| Aim of the exercise |
Resize the material from its beginning to the line with "[392,104,415,162]", both ends included, by rewriting every one of those lines with each bounding-box coordinate multiplied by 0.7 and rounded to a whole number, halves up. Leave the image out of your answer.

Detection examples
● ● ● ● ● ● ●
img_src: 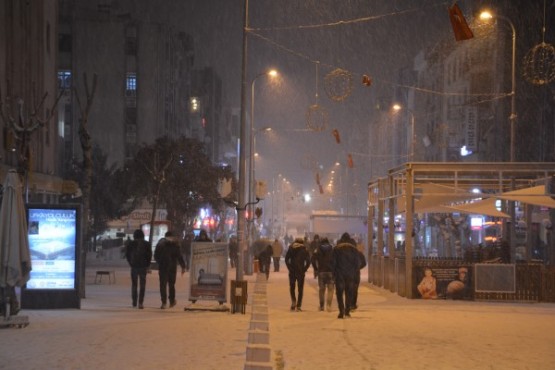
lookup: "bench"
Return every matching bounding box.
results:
[94,270,116,284]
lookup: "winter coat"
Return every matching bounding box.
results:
[285,241,310,275]
[125,239,152,268]
[332,242,360,279]
[272,240,283,257]
[154,237,185,272]
[258,245,272,266]
[311,243,333,273]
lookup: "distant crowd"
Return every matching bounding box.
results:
[125,230,366,319]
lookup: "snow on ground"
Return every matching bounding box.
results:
[0,261,555,370]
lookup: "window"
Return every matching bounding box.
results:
[58,71,71,89]
[125,73,137,96]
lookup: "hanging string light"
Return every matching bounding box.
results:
[331,129,341,144]
[306,62,328,131]
[324,68,353,101]
[522,0,555,85]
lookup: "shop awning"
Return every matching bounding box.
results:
[497,185,555,208]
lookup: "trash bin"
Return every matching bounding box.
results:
[230,280,248,315]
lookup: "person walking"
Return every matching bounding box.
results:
[195,229,212,242]
[332,233,360,319]
[258,244,273,280]
[125,229,152,310]
[182,232,195,271]
[229,235,239,268]
[311,237,335,311]
[272,238,283,272]
[154,231,185,309]
[285,238,310,311]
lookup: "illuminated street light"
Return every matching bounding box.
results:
[480,11,517,162]
[245,69,278,274]
[480,11,516,266]
[392,104,415,162]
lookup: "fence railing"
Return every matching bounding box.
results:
[368,255,555,302]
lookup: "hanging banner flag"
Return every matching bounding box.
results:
[449,3,474,41]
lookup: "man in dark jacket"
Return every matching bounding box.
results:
[154,231,185,309]
[125,229,152,309]
[258,244,273,280]
[311,238,334,311]
[285,238,310,311]
[332,233,360,319]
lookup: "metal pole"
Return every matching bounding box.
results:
[408,109,415,162]
[510,17,517,162]
[236,0,249,281]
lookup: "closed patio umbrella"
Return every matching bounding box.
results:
[0,170,31,314]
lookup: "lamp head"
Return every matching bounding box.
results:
[480,10,493,21]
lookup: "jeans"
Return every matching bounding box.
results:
[131,267,147,307]
[318,272,335,309]
[289,272,304,308]
[158,270,177,304]
[335,275,355,314]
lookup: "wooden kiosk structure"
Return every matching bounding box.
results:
[368,162,555,300]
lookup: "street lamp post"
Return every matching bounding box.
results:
[480,11,517,264]
[393,104,415,162]
[480,11,517,162]
[245,69,277,274]
[235,0,249,282]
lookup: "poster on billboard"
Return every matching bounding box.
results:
[22,205,80,308]
[189,242,228,304]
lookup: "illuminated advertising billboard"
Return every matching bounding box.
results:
[26,206,77,289]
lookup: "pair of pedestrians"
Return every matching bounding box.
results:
[285,233,366,319]
[125,229,185,309]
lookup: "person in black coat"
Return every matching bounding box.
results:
[285,238,310,311]
[258,244,273,280]
[332,233,360,319]
[154,231,185,309]
[311,238,335,311]
[125,229,152,309]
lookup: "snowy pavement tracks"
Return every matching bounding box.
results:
[244,273,274,370]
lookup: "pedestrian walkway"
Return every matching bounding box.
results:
[0,261,555,370]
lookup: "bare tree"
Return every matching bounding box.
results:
[0,81,63,201]
[73,73,98,298]
[143,151,173,243]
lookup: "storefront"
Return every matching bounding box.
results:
[368,162,555,299]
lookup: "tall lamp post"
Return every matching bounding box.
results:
[235,0,249,283]
[393,104,415,162]
[480,11,517,264]
[245,69,277,274]
[480,11,517,162]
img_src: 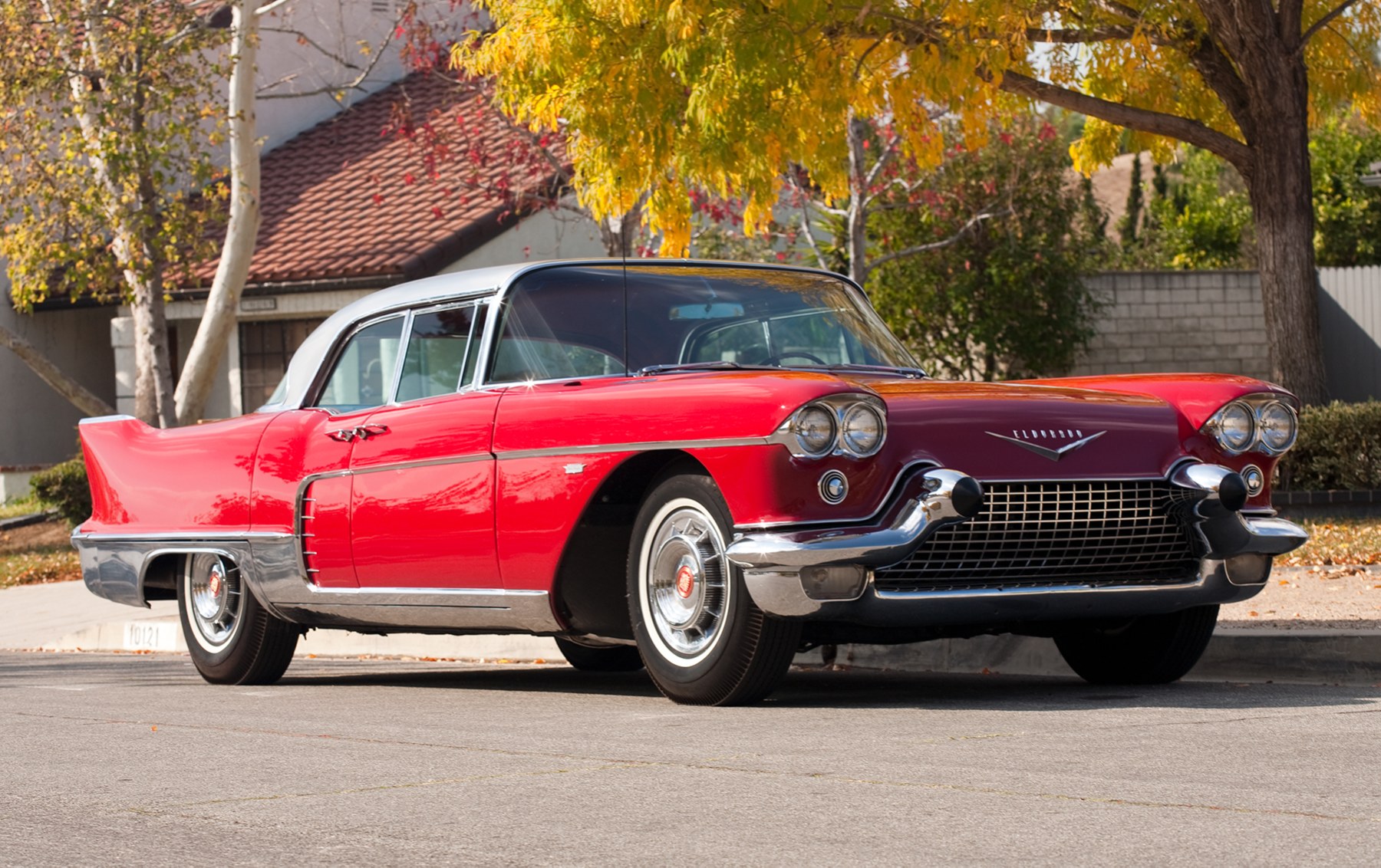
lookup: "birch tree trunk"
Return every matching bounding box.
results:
[176,0,259,425]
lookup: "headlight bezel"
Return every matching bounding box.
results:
[768,392,887,459]
[1200,392,1300,455]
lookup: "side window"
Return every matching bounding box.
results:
[489,272,625,383]
[397,307,475,402]
[315,314,404,413]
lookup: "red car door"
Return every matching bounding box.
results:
[351,392,503,588]
[351,299,503,589]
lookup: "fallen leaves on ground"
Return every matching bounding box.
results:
[1276,518,1381,567]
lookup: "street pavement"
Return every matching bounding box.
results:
[0,653,1381,865]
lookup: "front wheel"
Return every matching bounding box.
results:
[176,552,298,685]
[1055,606,1218,685]
[628,475,801,705]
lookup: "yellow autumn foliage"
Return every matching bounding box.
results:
[452,0,1381,254]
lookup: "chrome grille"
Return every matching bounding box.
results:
[875,480,1198,590]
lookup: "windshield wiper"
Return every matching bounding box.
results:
[812,364,929,380]
[638,362,761,376]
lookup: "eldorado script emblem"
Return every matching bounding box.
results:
[984,431,1108,461]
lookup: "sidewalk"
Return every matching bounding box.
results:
● ● ● ● ● ● ●
| Response to this task |
img_src: 
lookup: "bench"
Return every matching bounding box.
results:
[66,189,81,199]
lookup: "winter coat"
Return every matching bounding box.
results:
[200,169,217,193]
[88,167,106,188]
[232,169,252,195]
[190,168,198,180]
[108,166,130,190]
[181,172,190,186]
[218,170,233,191]
lookup: "distant crowd"
Return every matching bounding box.
results:
[88,161,256,223]
lookup: "snow on ground"
Return every matching bounding box.
results:
[0,183,389,259]
lookup: "window"
Return every matching bounding box.
results:
[41,50,50,62]
[88,51,96,67]
lookup: "hanging string light"
Return every matching bounding box.
results:
[232,90,239,101]
[214,43,230,92]
[227,48,247,71]
[365,0,389,60]
lookup: "shop awning"
Return every matching bounding box.
results:
[348,130,389,146]
lookup: "trash bin"
Return every matching bounding box.
results:
[161,196,174,221]
lookup: "person walking"
Return every matching bounding box.
results:
[137,160,148,169]
[232,163,252,223]
[181,171,191,196]
[88,160,106,217]
[127,162,137,190]
[160,165,167,188]
[218,166,235,218]
[190,167,198,190]
[108,162,130,216]
[200,167,217,218]
lookup: "illuminated street light"
Return every matching bounding box.
results:
[336,8,362,113]
[172,48,195,192]
[336,8,361,186]
[274,73,291,113]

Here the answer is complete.